[[ Text provided open ]]

Trump’s $2,000 Tariff Dividend Checks Will Blow a Huge Hole in the Deficit. Here’s the Math.
Nov 11, 2025 13:25:00 -0500 by Joe Light | #TradeMoney left over after tariff dividend payments would be used to pay down the debt, President Donald Trump said in a social-media post Monday. (Anna Moneymaker/Getty Images)
President Donald Trump says he wants to send $2,000 “tariff dividends” to most Americans using the money the levies have brought in so far. There is virtually no way to do so without blowing an even bigger hole in the federal debt.
Trump faces pressure on tariffs from multiple quarters. During oral arguments last week, several Supreme Court justices sounded skeptical of the administration’s use of an emergency-powers law to impose many of the levies. A loss in the case could lead to the government refunding billions of dollars to companies that paid the duties.
At the same time, polls show that most Americans think Trump isn’t focused enough on affordability. A recent NBC News poll found two-thirds of Americans say Trump has fallen short of their expectations on cost-of-living issues.
Paying a tariff dividend could help with both of those issues.
“Record Investment in the USA, plants and factories going up all over the place. A dividend of at least $2000 a person (not including high income people!) will be paid to everyone,” Trump wrote in a social media post over the weekend.

[[ Text provided closed ]]
[[ Information provided open ]]

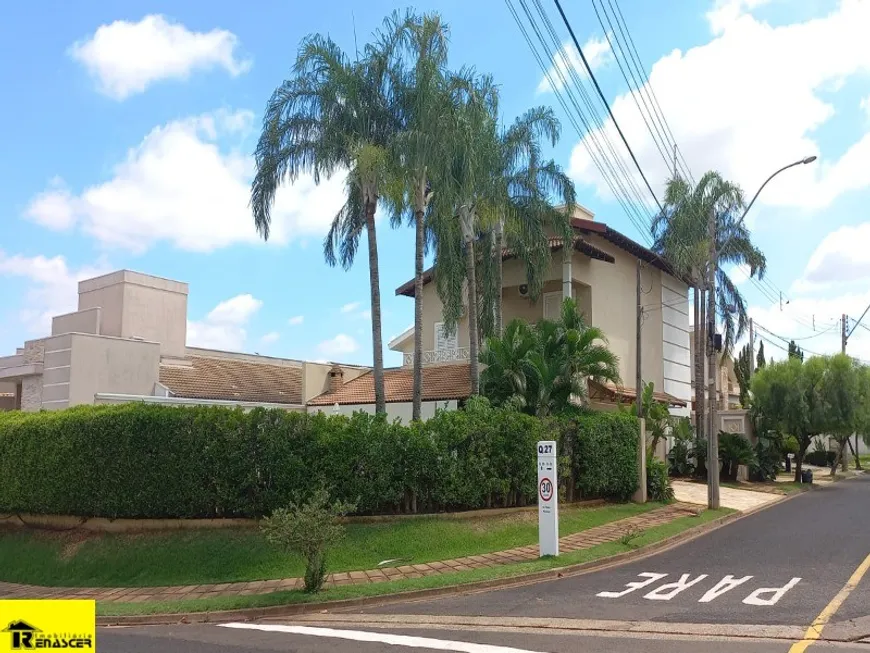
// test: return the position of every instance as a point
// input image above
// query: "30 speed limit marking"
(546, 489)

[[ Information provided closed ]]

→ What you need to do
Answer these from the article on tariff dividends:
1. What kind of law did the administration use to impose many of the levies?
2. What share of Americans in the NBC News poll said Trump has fallen short on cost-of-living issues?
3. According to Trump's Monday post, what would money left over after the dividend payments be used for?

→ Problem solution
1. An emergency-powers law.
2. Two-thirds.
3. Paying down the debt.